题目 1
根据下面的节选文字,沈秉成在哪一年被人参了一本?

节选文字
=======

耦园最早吸引沈秉成夫妇的目光是在游历苏城时。他俩听说原园主有意出让此园,三番五次赶来察看,都觉得这是安顿漂泊灵魂和夫妻情爱的最佳去处。
沈秉成(1822—1895),官至广西巡抚,移安徽巡抚, 署两江总督。他一身正气,为官清廉,为人低调,常常带病务职。“海关任重,昕夕不遑,益之以咯血,故虽迭拜按察使之命,均谢不赴。”(《俞樾《安徽巡抚沈公墓志铭》)
据说他因查扣江浙私盐一案得罪了地方豪绅和官吏,于同治十一年(1872)被人莫名其妙参上一本,弹劾他贪赃枉法, 后因查无实据,也就不了了之了。

=======

任务输入
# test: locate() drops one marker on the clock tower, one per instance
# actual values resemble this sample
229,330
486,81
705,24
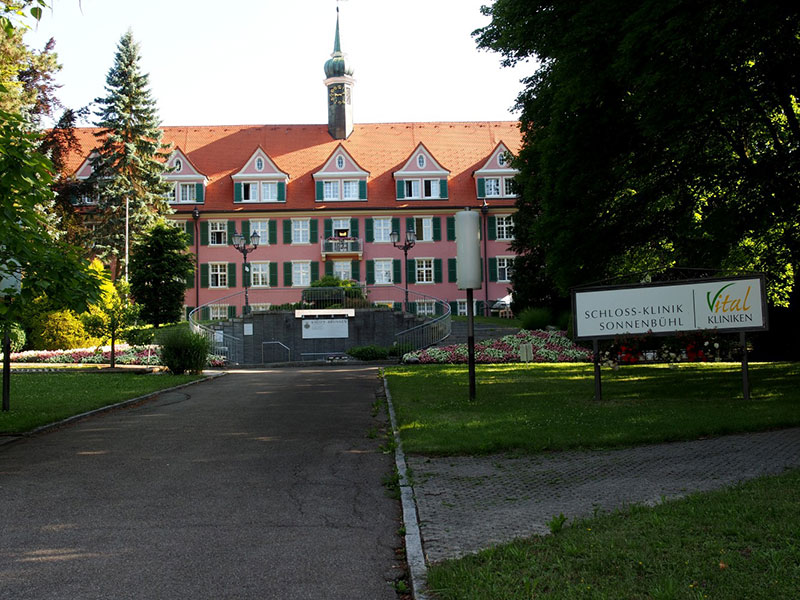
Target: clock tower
339,82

=======

题目 2
请改写全部记录,把其中的"clock tower"一律换成"bell tower",其余内容保持不变。答案中不要包含图片。

练习答案 1
沈秉成于同治十一年(1872)被人参了一本。

练习答案 2
# test: locate() drops one marker on the bell tower, one per instance
# actual values resemble this sample
229,330
486,81
705,24
Target: bell tower
339,82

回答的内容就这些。